# Information shown:
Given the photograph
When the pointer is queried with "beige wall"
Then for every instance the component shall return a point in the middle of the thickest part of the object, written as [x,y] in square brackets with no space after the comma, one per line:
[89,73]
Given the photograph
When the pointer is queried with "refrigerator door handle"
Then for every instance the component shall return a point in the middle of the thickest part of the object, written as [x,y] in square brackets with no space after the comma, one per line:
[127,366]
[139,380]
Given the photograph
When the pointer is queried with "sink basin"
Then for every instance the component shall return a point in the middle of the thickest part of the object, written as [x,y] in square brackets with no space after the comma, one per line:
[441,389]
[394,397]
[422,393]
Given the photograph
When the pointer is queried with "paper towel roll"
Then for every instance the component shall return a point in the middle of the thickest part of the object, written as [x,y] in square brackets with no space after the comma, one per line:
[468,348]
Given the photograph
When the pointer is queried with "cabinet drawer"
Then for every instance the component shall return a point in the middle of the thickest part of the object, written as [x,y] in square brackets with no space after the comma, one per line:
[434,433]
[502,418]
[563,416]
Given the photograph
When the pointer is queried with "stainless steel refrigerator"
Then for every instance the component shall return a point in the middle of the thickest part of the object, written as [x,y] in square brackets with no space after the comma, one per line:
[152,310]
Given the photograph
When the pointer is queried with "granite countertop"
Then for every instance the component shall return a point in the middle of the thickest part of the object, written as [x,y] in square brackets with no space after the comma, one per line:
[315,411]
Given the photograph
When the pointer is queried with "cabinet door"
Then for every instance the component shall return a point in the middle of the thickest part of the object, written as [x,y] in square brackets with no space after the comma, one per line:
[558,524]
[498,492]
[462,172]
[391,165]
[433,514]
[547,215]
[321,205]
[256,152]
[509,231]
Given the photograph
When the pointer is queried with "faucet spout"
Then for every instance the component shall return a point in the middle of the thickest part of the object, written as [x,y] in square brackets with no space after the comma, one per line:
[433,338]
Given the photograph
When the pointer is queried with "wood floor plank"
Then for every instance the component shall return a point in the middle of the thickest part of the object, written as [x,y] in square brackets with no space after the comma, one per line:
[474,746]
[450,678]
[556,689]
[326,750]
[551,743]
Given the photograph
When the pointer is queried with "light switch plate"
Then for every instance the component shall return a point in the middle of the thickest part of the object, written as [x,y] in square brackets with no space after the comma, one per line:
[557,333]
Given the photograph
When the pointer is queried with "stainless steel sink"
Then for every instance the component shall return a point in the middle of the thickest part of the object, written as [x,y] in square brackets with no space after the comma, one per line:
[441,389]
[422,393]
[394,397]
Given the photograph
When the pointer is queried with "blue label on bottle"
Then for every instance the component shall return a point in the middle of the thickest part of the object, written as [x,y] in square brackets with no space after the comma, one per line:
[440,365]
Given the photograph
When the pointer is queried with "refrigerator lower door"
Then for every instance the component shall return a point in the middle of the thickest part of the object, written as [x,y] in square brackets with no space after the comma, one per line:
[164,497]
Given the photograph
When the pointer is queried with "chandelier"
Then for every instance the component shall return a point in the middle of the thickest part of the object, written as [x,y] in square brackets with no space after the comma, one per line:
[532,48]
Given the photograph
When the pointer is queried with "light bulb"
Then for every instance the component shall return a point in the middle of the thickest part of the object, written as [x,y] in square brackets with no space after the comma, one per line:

...

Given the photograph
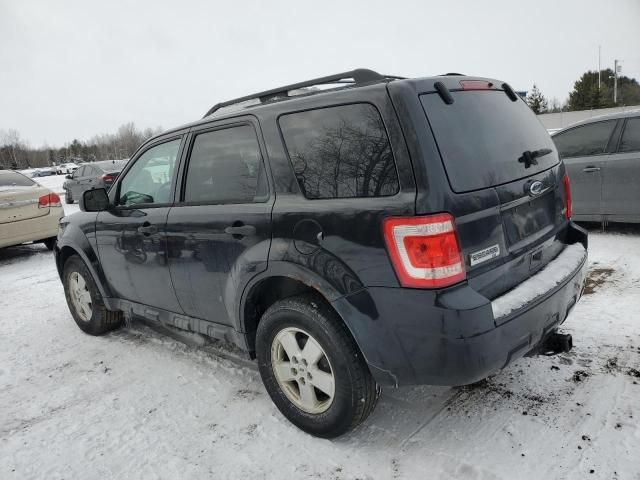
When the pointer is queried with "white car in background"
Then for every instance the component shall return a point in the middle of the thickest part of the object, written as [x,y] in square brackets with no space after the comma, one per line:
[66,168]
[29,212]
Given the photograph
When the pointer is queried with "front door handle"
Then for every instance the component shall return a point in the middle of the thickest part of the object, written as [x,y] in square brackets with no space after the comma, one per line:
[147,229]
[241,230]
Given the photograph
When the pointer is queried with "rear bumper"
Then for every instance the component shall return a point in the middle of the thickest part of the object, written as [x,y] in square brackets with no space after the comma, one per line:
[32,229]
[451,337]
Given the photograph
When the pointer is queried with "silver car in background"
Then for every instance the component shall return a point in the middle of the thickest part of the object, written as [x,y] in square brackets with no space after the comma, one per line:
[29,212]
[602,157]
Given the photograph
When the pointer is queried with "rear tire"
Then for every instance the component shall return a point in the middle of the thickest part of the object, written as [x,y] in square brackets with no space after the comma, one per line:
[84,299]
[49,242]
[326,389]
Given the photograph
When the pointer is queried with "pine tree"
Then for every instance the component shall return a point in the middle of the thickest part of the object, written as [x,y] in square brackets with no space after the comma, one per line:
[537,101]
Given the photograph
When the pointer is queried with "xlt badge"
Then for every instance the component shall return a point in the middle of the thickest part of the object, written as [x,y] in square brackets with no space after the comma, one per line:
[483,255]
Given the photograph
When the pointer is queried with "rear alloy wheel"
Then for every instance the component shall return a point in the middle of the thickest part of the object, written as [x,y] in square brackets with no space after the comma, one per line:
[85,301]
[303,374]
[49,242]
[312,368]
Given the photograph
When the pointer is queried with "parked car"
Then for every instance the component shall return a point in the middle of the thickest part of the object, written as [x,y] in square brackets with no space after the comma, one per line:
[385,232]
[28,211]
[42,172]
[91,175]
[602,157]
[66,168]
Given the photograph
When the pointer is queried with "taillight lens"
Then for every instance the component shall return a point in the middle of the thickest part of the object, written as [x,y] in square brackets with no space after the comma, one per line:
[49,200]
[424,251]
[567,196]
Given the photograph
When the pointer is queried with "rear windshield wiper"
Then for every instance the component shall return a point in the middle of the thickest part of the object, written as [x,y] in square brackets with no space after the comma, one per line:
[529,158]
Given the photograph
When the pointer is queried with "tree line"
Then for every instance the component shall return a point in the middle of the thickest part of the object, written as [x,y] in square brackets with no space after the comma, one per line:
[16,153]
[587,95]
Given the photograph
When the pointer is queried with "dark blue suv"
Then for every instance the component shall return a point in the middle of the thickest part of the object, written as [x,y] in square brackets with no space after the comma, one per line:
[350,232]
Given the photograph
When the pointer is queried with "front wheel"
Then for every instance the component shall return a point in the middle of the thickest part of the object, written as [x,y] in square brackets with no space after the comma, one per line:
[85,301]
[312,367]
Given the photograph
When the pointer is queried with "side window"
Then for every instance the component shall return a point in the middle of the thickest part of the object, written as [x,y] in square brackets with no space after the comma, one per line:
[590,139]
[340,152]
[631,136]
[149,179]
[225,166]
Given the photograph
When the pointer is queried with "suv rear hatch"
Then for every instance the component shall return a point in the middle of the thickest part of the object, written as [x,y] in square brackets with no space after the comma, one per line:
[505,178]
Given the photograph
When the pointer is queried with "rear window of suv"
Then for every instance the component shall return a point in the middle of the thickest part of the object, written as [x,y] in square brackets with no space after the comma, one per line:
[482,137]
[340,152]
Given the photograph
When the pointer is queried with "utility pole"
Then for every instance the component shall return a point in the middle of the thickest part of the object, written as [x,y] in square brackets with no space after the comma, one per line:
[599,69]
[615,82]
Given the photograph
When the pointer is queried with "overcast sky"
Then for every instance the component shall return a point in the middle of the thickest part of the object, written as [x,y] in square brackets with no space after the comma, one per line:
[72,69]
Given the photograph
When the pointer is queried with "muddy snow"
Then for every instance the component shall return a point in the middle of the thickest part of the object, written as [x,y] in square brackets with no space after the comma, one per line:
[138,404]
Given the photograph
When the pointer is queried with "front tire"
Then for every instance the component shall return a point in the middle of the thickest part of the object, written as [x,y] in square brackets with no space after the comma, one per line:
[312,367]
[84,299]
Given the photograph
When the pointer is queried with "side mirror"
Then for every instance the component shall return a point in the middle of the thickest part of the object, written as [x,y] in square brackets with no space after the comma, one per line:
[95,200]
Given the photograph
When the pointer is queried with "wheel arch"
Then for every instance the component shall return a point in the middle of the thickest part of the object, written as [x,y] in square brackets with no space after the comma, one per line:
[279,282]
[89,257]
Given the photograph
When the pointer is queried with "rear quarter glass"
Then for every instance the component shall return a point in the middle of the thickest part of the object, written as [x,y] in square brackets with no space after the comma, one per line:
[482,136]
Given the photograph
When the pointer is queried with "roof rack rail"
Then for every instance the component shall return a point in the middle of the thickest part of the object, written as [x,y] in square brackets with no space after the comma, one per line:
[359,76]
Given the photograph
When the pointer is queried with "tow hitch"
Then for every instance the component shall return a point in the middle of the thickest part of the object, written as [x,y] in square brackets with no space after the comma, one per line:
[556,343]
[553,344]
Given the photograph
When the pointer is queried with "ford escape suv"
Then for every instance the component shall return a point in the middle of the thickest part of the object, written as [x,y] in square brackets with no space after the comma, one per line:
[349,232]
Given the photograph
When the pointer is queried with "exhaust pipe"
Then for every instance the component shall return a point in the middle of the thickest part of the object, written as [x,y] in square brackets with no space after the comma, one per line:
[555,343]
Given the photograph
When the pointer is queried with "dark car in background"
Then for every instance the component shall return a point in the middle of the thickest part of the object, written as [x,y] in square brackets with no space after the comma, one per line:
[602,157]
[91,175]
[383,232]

# Exercise task:
Locate every line above containing the string "dark", and copy each one in full.

# Written solution:
When the pointer is queried with "dark blue suv"
When the pointer is queried with "dark car in background"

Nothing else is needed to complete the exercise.